>> START

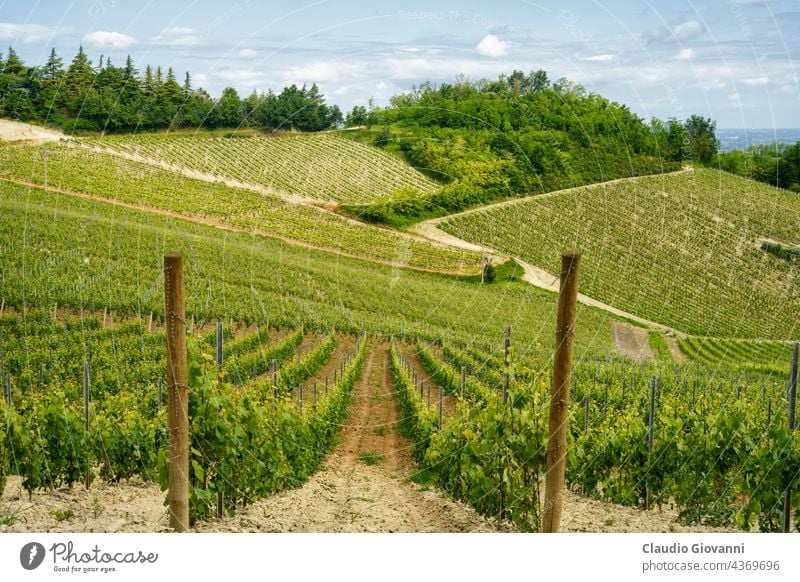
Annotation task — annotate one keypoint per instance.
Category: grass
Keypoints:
(678, 249)
(107, 176)
(117, 253)
(659, 345)
(371, 458)
(322, 166)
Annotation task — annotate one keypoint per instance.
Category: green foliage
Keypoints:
(370, 458)
(111, 98)
(296, 372)
(112, 178)
(670, 248)
(778, 165)
(245, 444)
(419, 422)
(517, 136)
(790, 255)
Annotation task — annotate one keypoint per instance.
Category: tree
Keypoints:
(13, 64)
(702, 139)
(53, 69)
(357, 116)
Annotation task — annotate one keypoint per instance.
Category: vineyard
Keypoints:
(287, 334)
(322, 166)
(681, 249)
(84, 400)
(115, 179)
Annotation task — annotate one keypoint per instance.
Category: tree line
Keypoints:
(114, 98)
(521, 134)
(776, 164)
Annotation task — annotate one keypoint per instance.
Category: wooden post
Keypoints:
(219, 347)
(559, 399)
(586, 404)
(650, 434)
(300, 402)
(160, 392)
(441, 406)
(177, 384)
(506, 362)
(86, 395)
(787, 496)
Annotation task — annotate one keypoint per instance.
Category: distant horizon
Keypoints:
(728, 60)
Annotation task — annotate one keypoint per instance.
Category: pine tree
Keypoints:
(13, 64)
(80, 73)
(53, 68)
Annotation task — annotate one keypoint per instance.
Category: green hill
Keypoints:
(683, 249)
(320, 166)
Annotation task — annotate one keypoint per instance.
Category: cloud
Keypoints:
(600, 58)
(28, 33)
(178, 36)
(687, 30)
(681, 32)
(756, 81)
(102, 38)
(491, 46)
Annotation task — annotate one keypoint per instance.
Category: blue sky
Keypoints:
(735, 61)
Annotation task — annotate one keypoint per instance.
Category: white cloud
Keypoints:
(491, 46)
(600, 58)
(756, 81)
(178, 36)
(687, 30)
(28, 33)
(102, 38)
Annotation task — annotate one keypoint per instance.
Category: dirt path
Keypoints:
(533, 275)
(207, 221)
(632, 342)
(675, 350)
(348, 495)
(18, 131)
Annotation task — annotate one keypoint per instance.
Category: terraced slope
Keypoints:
(320, 166)
(77, 253)
(123, 181)
(682, 249)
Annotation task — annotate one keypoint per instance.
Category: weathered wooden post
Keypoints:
(787, 496)
(177, 385)
(441, 403)
(559, 398)
(506, 362)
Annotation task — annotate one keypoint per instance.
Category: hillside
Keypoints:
(682, 249)
(148, 186)
(319, 166)
(83, 254)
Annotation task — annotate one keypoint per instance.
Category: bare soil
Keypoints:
(18, 131)
(348, 495)
(632, 342)
(345, 495)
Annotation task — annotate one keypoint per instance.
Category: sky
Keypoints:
(735, 61)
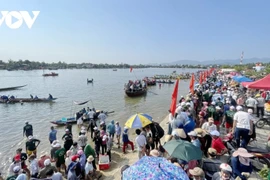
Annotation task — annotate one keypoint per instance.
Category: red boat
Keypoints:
(51, 74)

>> END

Required work:
Return the listing above unchanged, apart from dropping its pictures.

Written answer:
Annotation task — annotate one keypoint per instance.
Category: grass
Keypoints:
(678, 249)
(107, 176)
(117, 253)
(659, 345)
(371, 458)
(322, 166)
Annotation task — annotate one keypoint per instance.
Category: green foliage
Keypoints:
(370, 458)
(111, 98)
(296, 372)
(112, 178)
(670, 248)
(778, 165)
(245, 444)
(419, 422)
(517, 136)
(790, 255)
Annotation task — annotate one keypoint per instance.
Category: tree
Keypoints:
(13, 64)
(702, 139)
(53, 69)
(357, 116)
Annotation task — annotate one keypoint per instance.
Category: vineyard
Keypoints:
(287, 334)
(322, 166)
(681, 249)
(84, 400)
(115, 179)
Annotation task — annotate one keypoint per instance.
Category: tree line
Keypoints:
(114, 98)
(521, 134)
(776, 164)
Annotation task — annotate one keypoint per instance.
Category: wooden post
Keypoints:
(219, 347)
(559, 399)
(586, 404)
(650, 434)
(300, 402)
(160, 392)
(441, 406)
(177, 384)
(506, 362)
(86, 395)
(787, 496)
Annotation task — annotate one keypoint per instance.
Category: distant horizon
Keypoints:
(728, 60)
Annotation task — annotate one keypoint per instance.
Category: pine tree
Keypoints:
(13, 64)
(80, 73)
(53, 68)
Annotation task — annotate one keypoint per instance.
Category: green hill
Keypoints:
(683, 249)
(320, 166)
Annotation task — annotate one keypoint per instance.
Category: cloud
Keypoints:
(600, 58)
(28, 33)
(178, 36)
(687, 30)
(681, 32)
(756, 81)
(102, 38)
(491, 46)
Annotation task — annotate one keypoint per instance.
Category: blue sky
Keypoints:
(735, 61)
Annotation task — annotate one keypoint per instance.
Category: white cloud
Keypoints:
(491, 46)
(600, 58)
(756, 81)
(178, 36)
(687, 30)
(28, 33)
(102, 38)
Annotation task — annotate one keypoint per instance.
Category: dirt path
Keypoints:
(533, 275)
(207, 221)
(632, 342)
(675, 350)
(348, 495)
(18, 131)
Annotation task — annotate one keypoint per instance.
Category: terraced slope
Keypoints:
(320, 166)
(77, 253)
(123, 181)
(682, 249)
Annotation task — annotate one keypoint per instance.
Category: weathered wooden post
Keypoints:
(787, 496)
(177, 385)
(441, 403)
(559, 398)
(506, 362)
Annotation task — annotate one keypoint per instance.
Category: hillside
Keypoints:
(682, 249)
(148, 186)
(319, 166)
(83, 254)
Annotation task — annotate one keypoint per instance.
Category: bare soil
Keypoints:
(18, 131)
(348, 495)
(632, 342)
(345, 495)
Annotation task — annotate one keypoint per instance.
Category: sky
Keypoints:
(735, 61)
Annotation task — annotate one keypoint per instance.
Category: red boat
Keypoints:
(51, 74)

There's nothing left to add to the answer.